Work instructions:
In the entries that follow, find every line containing "raised" and copy it.

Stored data
+++

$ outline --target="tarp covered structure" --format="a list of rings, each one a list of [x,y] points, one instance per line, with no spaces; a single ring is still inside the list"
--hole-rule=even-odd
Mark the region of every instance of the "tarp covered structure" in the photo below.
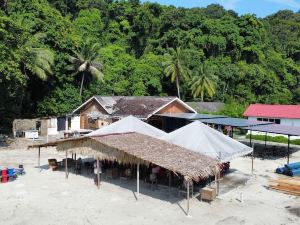
[[[108,134],[122,134],[122,133],[131,133],[131,132],[148,135],[154,138],[160,138],[161,136],[166,134],[164,131],[157,129],[134,116],[128,116],[108,126],[95,130],[87,134],[86,136],[93,137],[93,136],[102,136]]]
[[[252,152],[252,148],[199,121],[166,134],[161,139],[221,162],[228,162]]]

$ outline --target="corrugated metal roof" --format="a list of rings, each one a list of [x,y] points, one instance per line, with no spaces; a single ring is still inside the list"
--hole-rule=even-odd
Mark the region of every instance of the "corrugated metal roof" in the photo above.
[[[290,136],[300,136],[300,127],[293,127],[282,124],[258,125],[252,127],[244,127],[243,129]]]
[[[271,124],[270,122],[262,122],[256,120],[247,120],[240,118],[213,118],[213,119],[200,119],[202,123],[208,124],[219,124],[224,126],[233,126],[233,127],[248,127],[248,126],[257,126],[262,124]]]
[[[164,113],[156,114],[163,117],[171,117],[177,119],[186,119],[186,120],[198,120],[198,119],[212,119],[212,118],[226,118],[222,115],[210,115],[210,114],[199,114],[199,113]]]
[[[251,104],[244,116],[300,119],[300,105]]]

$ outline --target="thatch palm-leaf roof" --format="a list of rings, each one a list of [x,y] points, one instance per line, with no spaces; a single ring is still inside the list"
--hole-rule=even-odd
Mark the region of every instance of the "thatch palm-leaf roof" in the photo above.
[[[177,145],[138,133],[67,139],[32,147],[57,146],[58,151],[95,155],[122,163],[150,163],[199,181],[215,173],[216,160]]]

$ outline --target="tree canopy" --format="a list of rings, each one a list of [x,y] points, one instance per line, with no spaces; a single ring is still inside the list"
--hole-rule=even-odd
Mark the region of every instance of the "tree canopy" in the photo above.
[[[17,117],[69,113],[80,104],[81,76],[72,76],[68,65],[87,40],[99,46],[92,54],[104,77],[86,78],[83,100],[96,94],[176,96],[163,62],[169,49],[180,47],[190,79],[199,78],[203,65],[213,68],[215,89],[195,95],[193,81],[181,79],[183,100],[297,104],[299,37],[300,12],[288,10],[261,19],[215,4],[7,1],[0,7],[0,129]],[[195,82],[204,85],[203,78]]]

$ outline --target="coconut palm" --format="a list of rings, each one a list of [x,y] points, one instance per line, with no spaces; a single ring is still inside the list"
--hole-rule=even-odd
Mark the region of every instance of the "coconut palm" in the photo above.
[[[80,96],[84,79],[86,75],[92,75],[97,80],[103,80],[102,64],[97,61],[99,56],[100,46],[86,42],[81,46],[80,51],[74,51],[74,56],[69,56],[70,62],[69,70],[72,70],[73,75],[81,74]]]
[[[27,59],[24,61],[24,67],[30,70],[41,80],[46,80],[48,75],[52,74],[51,66],[54,63],[54,54],[46,48],[28,47]],[[26,71],[26,69],[24,71]]]
[[[205,94],[213,97],[216,93],[214,81],[215,77],[212,68],[206,64],[196,68],[190,81],[193,97],[197,98],[200,96],[201,101],[203,101]]]
[[[171,78],[171,82],[176,80],[177,94],[180,98],[180,80],[188,79],[190,71],[185,65],[184,53],[180,47],[169,48],[168,53],[164,55],[163,66],[165,67],[166,77]]]
[[[26,19],[22,15],[15,15],[15,21],[23,27],[28,33],[34,27],[34,22]],[[31,71],[41,80],[46,80],[48,75],[52,75],[51,67],[54,64],[54,53],[42,46],[42,40],[46,37],[44,33],[35,33],[23,43],[23,59],[21,66],[23,73],[27,76],[27,71]]]

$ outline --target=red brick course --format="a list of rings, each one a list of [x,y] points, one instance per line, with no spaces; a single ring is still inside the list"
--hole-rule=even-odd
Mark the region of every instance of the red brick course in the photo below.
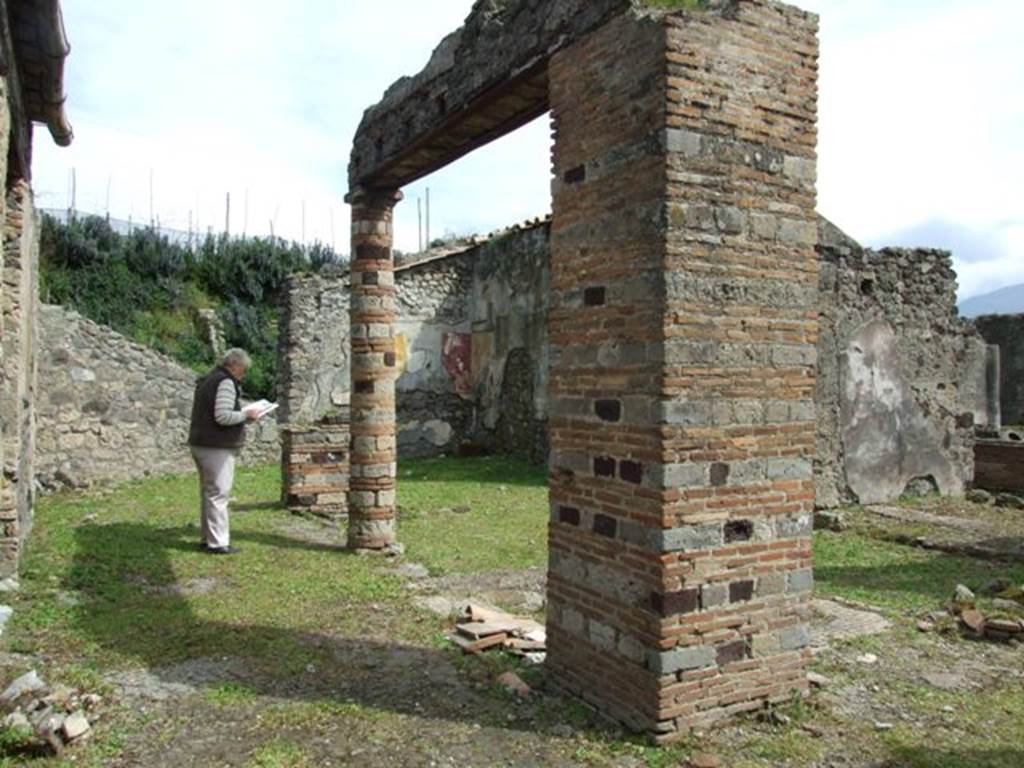
[[[550,64],[549,664],[659,740],[807,691],[816,72],[758,1]]]

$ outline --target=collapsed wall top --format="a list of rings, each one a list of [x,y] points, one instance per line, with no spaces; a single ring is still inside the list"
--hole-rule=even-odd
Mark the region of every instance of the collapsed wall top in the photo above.
[[[60,0],[8,0],[25,117],[44,123],[60,146],[71,144],[64,111],[64,60],[71,48],[64,33]]]
[[[477,0],[423,71],[366,110],[350,189],[397,189],[543,114],[550,56],[631,7],[652,10],[641,0]]]

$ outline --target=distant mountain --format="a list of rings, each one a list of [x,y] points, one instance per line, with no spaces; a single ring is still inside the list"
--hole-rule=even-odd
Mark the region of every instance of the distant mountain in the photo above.
[[[1000,288],[998,291],[973,296],[961,301],[960,314],[964,317],[979,315],[1017,315],[1024,313],[1024,283]]]

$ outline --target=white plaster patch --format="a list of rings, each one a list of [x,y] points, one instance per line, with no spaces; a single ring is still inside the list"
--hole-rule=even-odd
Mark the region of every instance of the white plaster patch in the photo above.
[[[455,430],[452,429],[452,425],[447,421],[441,421],[440,419],[432,419],[424,422],[423,429],[427,433],[427,439],[438,448],[442,445],[447,445],[452,439],[452,435],[455,434]]]

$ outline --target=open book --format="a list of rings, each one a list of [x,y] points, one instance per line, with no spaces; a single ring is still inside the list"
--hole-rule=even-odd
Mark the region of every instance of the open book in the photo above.
[[[256,418],[262,419],[268,413],[273,413],[277,410],[277,403],[272,403],[269,400],[257,400],[255,403],[249,403],[242,409],[242,413],[248,415],[253,411],[256,412]]]

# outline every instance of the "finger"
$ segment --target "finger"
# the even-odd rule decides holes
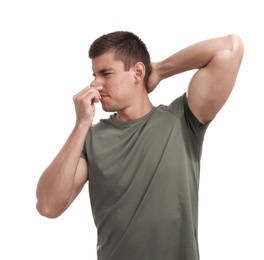
[[[87,100],[89,104],[97,103],[101,99],[100,93],[95,89],[90,89],[87,93],[82,95],[83,100]]]
[[[103,90],[103,85],[95,82],[92,82],[90,87],[96,89],[98,92]]]
[[[88,91],[90,91],[91,87],[87,86],[85,88],[83,88],[80,92],[78,92],[77,94],[75,94],[74,96],[82,96],[83,94],[86,94]]]
[[[94,93],[94,95],[97,95],[98,97],[100,97],[100,93],[91,87],[86,87],[84,89],[82,89],[79,93],[77,93],[76,95],[73,96],[74,100],[82,100],[85,99],[85,97],[87,97],[87,95],[89,95],[90,93]]]

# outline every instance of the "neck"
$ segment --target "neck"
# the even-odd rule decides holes
[[[148,95],[140,102],[136,102],[135,105],[130,106],[124,110],[117,111],[116,120],[120,122],[128,122],[136,120],[148,114],[153,108]]]

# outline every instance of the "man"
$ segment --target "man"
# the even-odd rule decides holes
[[[94,81],[73,98],[76,124],[40,177],[38,211],[58,217],[89,179],[99,260],[198,260],[203,138],[235,84],[241,39],[205,40],[151,63],[141,39],[117,31],[96,39],[89,57]],[[186,93],[151,104],[161,80],[193,69]],[[114,113],[92,124],[96,102]]]

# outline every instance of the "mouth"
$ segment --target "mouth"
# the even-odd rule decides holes
[[[107,94],[100,94],[101,95],[101,100],[103,100],[103,99],[105,99],[105,98],[108,98],[109,97],[109,95],[107,95]]]

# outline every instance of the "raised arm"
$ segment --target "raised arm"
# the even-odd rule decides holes
[[[212,120],[227,101],[237,78],[244,47],[235,35],[213,38],[193,44],[167,59],[152,63],[149,92],[161,80],[193,69],[188,105],[201,123]]]
[[[99,90],[100,87],[87,87],[74,96],[75,127],[38,182],[37,210],[43,216],[61,215],[88,180],[87,162],[80,155],[94,117],[94,102],[100,99]]]

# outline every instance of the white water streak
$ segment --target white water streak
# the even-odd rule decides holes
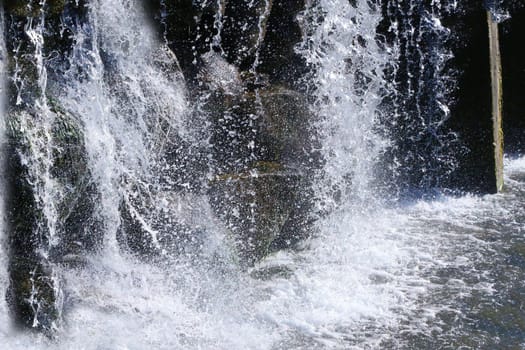
[[[326,181],[318,184],[318,190],[335,186],[342,191],[343,202],[366,200],[371,197],[373,168],[387,144],[374,128],[386,85],[383,69],[393,56],[376,44],[381,20],[377,5],[358,1],[354,8],[348,1],[321,0],[314,10],[322,22],[309,39],[306,58],[317,69],[316,130],[326,160]]]
[[[133,186],[155,185],[153,166],[166,142],[189,135],[187,107],[177,60],[155,38],[136,1],[100,0],[89,18],[71,58],[72,74],[84,71],[86,79],[72,76],[63,103],[83,118],[90,169],[102,193],[106,247],[116,251],[119,203]]]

+++

Reply to the task:
# outline every instance of the "raised arm"
$ segment --target "raised arm"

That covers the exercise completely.